■ What you should do
Rewrite the records below, from the line with "You are given a photograph. For the office chair" through the end of the records, as a two-column CSV with the headers text and answer. Give one row per record, with each field in quotes and line breaks replaced by spaces.

###

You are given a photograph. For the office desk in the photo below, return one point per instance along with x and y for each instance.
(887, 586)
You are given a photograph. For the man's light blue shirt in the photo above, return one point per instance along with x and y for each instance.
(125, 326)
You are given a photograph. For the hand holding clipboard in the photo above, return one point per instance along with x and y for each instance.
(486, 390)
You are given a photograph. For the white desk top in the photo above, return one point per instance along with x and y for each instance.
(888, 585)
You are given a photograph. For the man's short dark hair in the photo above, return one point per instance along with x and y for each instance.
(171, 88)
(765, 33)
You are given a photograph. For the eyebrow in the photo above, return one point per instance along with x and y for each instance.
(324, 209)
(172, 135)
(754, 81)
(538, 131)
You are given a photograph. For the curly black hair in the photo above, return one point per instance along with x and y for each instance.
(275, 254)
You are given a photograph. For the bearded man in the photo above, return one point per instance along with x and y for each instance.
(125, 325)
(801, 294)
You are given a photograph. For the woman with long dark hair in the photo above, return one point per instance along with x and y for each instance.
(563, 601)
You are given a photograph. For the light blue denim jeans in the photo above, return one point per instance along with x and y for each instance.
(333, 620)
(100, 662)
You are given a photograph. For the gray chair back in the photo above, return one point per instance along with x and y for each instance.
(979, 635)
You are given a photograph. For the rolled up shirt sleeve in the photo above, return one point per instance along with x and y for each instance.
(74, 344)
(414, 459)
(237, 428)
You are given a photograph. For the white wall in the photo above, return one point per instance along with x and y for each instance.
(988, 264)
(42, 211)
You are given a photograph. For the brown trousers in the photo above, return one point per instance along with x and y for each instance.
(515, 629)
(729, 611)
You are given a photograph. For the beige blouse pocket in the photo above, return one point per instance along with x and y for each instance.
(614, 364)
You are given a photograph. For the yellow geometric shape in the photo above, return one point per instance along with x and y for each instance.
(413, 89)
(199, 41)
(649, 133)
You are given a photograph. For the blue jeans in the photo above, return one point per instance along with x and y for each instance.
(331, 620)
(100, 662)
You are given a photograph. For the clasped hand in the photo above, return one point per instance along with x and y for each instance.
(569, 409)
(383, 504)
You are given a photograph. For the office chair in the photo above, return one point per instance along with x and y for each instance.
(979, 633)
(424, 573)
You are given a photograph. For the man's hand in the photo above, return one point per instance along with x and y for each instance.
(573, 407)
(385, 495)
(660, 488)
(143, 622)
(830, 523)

###

■ Complete output
text,answer
"You are given a photograph. For the office chair in the photo above, return one point per instance along with x and y for each instance.","(979, 633) (424, 573)"
"You are given a photograph. For the man's hand in the photo above, return one point per instance along with x and y for each instance.","(573, 407) (385, 495) (660, 488) (143, 622) (830, 523)"